Or chez Descartes penser est une activité de l'âme, dès lors si l'on veut tenter de nouer matière et pensée il faudra s'affranchir du dualisme cartésien et prendre acte d'autres conceptions de la matière.

Il est clair cependant que notre expérience du monde ne nous pousse pas à croire à une adéquation entre matière et pensée, toutefois la base d'une pensée possible, le psychisme ne pourrait-il pas avoir quelque rapport avec la matière ? I- La relation de la matière à la pensée dépend de l'ontologie choisie. Si l'on se situe dans le dualisme cartésien il est interdit d'attribuer à la matière la puissance de penser.

En effet, l'essence de la matière est réduite à son étendue géométrique, c'est-à-dire à une pure extériorité réciproque des parties entre elles.

Seule l'âme est douée de la pensée et son être est irréductible à l'essence de la matière, il y a un clivage entre l'âme et le corps, l'esprit et la matière. Si l'on prend le parti d'un réductionnisme de type matérialiste où toute vie spirituelle est réduite à des combinaisons physico-chimiques sous-jacentes alors on choisi d'expliquer la naissance de la pensée à partir de la matière. Cela revient à réduire la faculté de penser à un jeu de connexion interne au tissu cérébral.

La pensée dériverait ainsi de structures positives, complexes, tout à fait matérielles et tangibles. Cette position est très critiquable, il suffit pour se rendre compte de sa limite de poser la question : comment de la pensée peut-elle se former, surgir, de la matière ? C'est incompréhensible, on aura beau pousser l'analyse scientifique, convoquer synapses, neurones, biochimie, cartographier le cerveau, on ne parviendra qu'à compliquer l'explication mais jamais on ne rendra compte de cette idée bien peu philosophique selon laquelle le matériel peut faire naître la pensée (cf notamment Bergson, Matière et mémoire). II- L'hypothèse nécessaire d'une matière qui ne se réduit pas au partes extra partes. S'il paraît impossible et désespéré de vouloir faire surgir la pensée de la matière, ne peut-on pas à l'inverse montrer que la matière contient déjà en elle-même quelque chose de la pensée ? Il faut donc renverser les choses : la pensée est irréductible à la matière mais la matière contiendrait déjà quelque chose de la pensée.

Or cela est impossible si l'on reste tributaire de la conception classique de la matière comme extériorité réciproque de parties, en effet la pensée se fonde sur une intériorité, la matière doit donc être conçue comme possédant elle aussi une intériorité. Nous suivons ici le cheminement de pensée de Hans Jonas au début du Phénomène de la vie.
- - -
## CONSIGNE:
Dans l'extrait sur la matière et la pensée, relevez mot pour mot le passage qui commence par « Il est clair » et va jusqu'à « puissance de penser. ». Les lignes fournies n'ont aucun lien avec l'extrait.

## DONNÉES FOURNIES:
- - -
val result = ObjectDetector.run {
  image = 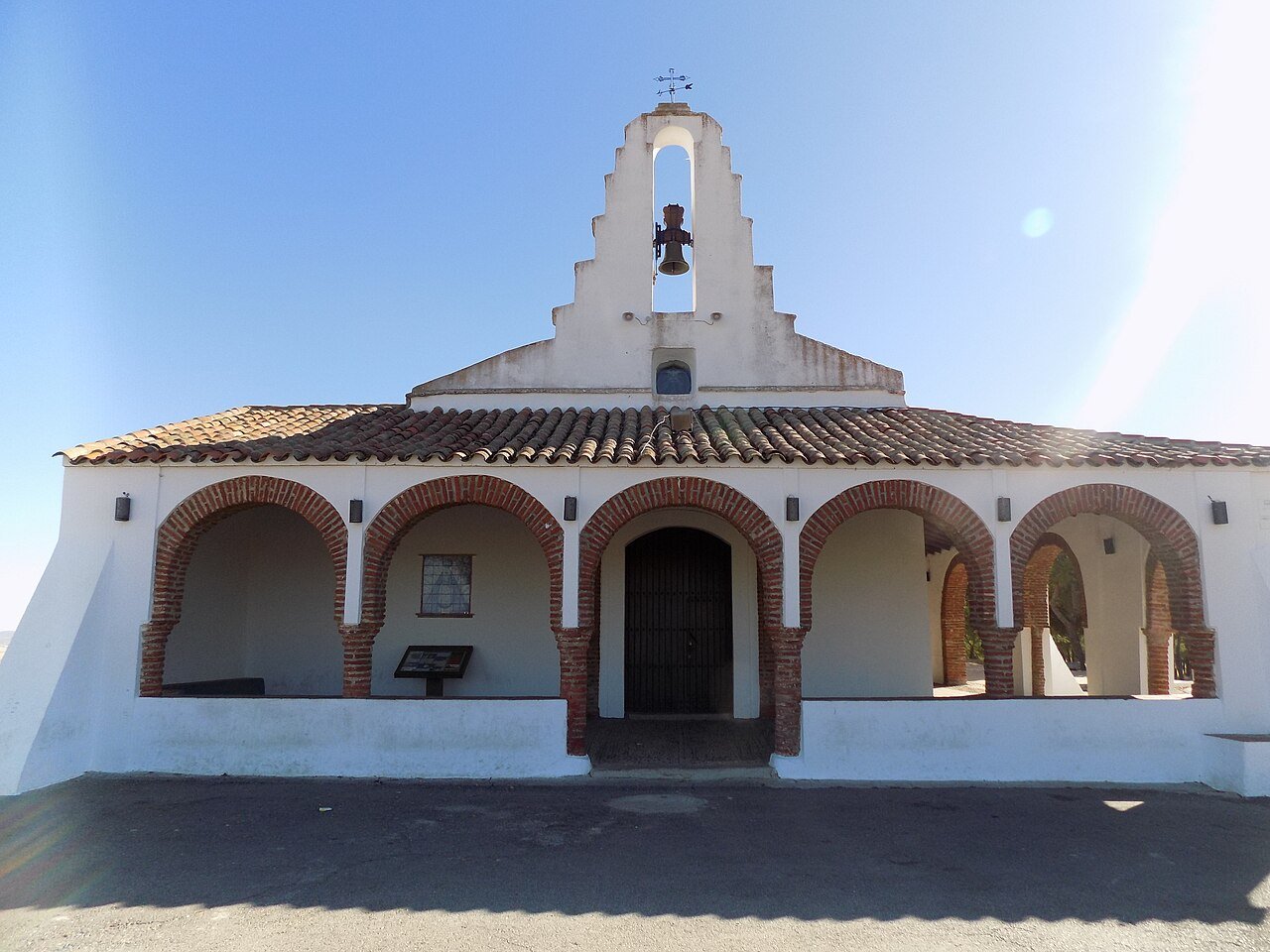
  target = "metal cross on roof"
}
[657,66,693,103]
- - -
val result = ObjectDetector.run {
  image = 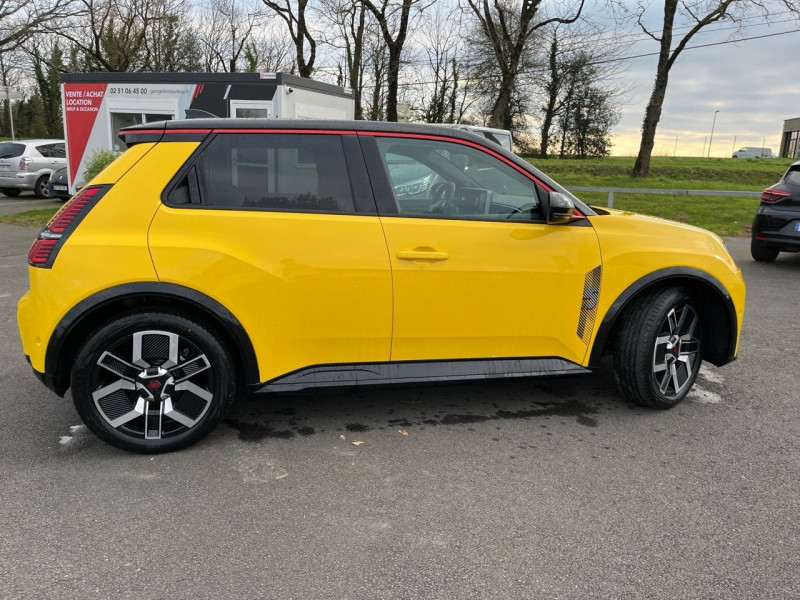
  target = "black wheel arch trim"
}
- - -
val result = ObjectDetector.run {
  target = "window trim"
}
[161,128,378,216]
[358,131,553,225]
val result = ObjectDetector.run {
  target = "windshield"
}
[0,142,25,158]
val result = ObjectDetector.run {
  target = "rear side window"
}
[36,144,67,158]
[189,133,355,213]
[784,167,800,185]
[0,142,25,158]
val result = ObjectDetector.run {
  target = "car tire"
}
- - -
## RÉSULTAT:
Il est clair cependant que notre expérience du monde ne nous pousse pas à croire à une adéquation entre matière et pensée, toutefois la base d'une pensée possible, le psychisme ne pourrait-il pas avoir quelque rapport avec la matière ? I- La relation de la matière à la pensée dépend de l'ontologie choisie. Si l'on se situe dans le dualisme cartésien il est interdit d'attribuer à la matière la puissance de penser.